Restate the data that follows exactly as it stands, beginning with the first line and ending with the line that contains "box: [240, 137, 285, 212]".

--*--

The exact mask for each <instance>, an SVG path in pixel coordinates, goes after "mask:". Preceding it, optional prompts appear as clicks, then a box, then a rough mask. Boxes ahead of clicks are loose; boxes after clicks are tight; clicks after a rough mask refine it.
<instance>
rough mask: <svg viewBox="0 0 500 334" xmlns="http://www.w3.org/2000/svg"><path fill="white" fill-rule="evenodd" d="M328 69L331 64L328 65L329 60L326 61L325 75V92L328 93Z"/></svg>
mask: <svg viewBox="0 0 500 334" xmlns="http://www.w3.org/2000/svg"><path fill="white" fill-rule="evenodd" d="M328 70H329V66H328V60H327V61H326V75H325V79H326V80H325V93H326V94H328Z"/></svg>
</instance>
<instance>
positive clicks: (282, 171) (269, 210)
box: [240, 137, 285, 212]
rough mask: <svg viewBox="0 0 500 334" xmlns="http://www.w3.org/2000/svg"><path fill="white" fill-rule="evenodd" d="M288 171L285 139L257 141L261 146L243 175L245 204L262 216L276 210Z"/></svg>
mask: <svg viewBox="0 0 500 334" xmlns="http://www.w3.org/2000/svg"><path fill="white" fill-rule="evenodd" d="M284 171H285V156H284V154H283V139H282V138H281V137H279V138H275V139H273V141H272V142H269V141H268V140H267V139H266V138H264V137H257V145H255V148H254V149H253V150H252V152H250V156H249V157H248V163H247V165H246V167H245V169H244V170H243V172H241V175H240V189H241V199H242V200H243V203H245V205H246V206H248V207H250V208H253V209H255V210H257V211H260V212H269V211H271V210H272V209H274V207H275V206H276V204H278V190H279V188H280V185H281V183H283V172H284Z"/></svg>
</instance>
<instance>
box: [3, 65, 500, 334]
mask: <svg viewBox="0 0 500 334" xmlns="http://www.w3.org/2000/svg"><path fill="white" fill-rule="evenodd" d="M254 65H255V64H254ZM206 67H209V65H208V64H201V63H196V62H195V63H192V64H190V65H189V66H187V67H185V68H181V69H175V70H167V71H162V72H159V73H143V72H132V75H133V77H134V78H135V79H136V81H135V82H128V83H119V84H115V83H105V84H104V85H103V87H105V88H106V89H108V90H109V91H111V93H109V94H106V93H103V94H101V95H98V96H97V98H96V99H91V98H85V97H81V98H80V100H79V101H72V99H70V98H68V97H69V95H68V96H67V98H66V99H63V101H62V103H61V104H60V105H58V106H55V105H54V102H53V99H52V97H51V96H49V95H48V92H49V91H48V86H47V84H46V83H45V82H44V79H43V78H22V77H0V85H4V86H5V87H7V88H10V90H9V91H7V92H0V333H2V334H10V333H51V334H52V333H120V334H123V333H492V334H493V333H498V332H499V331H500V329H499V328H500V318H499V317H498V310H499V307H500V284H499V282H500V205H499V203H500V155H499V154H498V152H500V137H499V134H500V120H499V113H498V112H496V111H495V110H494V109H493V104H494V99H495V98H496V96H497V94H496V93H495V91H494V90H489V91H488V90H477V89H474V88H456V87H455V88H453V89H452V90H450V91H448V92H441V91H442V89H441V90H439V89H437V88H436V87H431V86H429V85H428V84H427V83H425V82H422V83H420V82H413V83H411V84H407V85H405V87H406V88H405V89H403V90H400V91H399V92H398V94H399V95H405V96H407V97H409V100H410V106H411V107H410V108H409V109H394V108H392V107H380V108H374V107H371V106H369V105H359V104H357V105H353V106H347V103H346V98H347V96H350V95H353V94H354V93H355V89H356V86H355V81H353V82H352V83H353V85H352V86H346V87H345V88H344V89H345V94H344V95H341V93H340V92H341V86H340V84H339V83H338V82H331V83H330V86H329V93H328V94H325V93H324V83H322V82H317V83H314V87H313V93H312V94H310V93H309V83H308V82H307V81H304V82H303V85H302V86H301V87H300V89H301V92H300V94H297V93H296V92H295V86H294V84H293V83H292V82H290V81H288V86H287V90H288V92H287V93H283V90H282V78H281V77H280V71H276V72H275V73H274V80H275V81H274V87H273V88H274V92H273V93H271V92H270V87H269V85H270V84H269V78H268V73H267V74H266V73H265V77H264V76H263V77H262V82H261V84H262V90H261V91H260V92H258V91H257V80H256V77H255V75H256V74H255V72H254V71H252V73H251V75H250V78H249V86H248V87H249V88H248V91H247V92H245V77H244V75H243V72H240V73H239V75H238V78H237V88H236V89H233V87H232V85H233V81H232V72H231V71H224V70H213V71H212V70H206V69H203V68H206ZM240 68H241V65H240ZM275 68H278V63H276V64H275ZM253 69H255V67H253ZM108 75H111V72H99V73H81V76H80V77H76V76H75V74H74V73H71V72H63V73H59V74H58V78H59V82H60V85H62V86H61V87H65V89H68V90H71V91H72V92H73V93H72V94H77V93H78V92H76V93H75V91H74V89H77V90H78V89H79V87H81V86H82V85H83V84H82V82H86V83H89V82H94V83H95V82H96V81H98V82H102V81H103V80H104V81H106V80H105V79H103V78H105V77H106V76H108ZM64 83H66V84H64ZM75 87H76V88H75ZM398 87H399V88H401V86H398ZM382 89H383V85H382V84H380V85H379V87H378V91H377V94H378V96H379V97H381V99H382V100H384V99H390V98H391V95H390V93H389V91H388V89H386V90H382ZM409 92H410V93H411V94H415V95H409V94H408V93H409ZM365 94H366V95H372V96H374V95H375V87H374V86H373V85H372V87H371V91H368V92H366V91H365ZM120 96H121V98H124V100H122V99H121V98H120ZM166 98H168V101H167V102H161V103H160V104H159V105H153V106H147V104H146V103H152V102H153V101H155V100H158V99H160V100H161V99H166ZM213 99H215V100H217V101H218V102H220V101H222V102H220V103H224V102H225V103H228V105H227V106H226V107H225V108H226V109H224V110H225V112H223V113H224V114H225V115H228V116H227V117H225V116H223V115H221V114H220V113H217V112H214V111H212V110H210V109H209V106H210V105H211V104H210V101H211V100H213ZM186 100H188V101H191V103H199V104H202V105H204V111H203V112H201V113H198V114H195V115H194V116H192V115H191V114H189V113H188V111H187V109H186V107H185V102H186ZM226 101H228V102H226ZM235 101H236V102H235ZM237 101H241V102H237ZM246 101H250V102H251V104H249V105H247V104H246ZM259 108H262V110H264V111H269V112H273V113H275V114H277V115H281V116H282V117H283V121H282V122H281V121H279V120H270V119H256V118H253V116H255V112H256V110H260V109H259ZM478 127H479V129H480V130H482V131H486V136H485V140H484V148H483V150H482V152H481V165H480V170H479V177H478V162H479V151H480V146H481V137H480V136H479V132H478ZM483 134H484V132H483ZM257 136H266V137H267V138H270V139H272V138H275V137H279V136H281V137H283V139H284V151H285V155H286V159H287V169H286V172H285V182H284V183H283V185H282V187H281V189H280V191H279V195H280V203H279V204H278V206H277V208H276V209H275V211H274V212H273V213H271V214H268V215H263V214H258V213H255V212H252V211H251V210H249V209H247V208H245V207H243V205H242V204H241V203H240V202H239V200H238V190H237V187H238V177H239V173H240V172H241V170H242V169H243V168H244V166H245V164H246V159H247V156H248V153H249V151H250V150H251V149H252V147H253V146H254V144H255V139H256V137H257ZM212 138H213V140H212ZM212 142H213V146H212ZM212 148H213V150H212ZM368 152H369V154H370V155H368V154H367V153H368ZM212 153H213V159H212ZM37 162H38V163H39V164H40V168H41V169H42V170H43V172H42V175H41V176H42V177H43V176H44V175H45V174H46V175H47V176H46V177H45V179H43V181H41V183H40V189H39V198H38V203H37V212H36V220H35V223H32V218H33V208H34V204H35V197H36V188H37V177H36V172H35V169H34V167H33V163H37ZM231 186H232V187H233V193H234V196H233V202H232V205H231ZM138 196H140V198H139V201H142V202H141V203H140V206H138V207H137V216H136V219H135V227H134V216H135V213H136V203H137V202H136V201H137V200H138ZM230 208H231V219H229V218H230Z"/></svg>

--*--

TASK RESPONSE:
The exact mask for each <instance>, an SVG path in pixel coordinates, goes after "mask:". Preceding it, optional prompts appear as clicks, then a box, then a rough mask. Boxes ahead of clicks are loose; boxes after clicks are tight; clicks after a rough mask refine it.
<instance>
rough mask: <svg viewBox="0 0 500 334" xmlns="http://www.w3.org/2000/svg"><path fill="white" fill-rule="evenodd" d="M328 69L331 64L328 65L329 60L326 61L325 75V92L328 93Z"/></svg>
mask: <svg viewBox="0 0 500 334" xmlns="http://www.w3.org/2000/svg"><path fill="white" fill-rule="evenodd" d="M328 70H329V66H328V60H327V61H326V75H325V79H326V80H325V93H326V94H328Z"/></svg>
</instance>
<instance>
positive clicks: (282, 171) (269, 210)
box: [240, 137, 285, 212]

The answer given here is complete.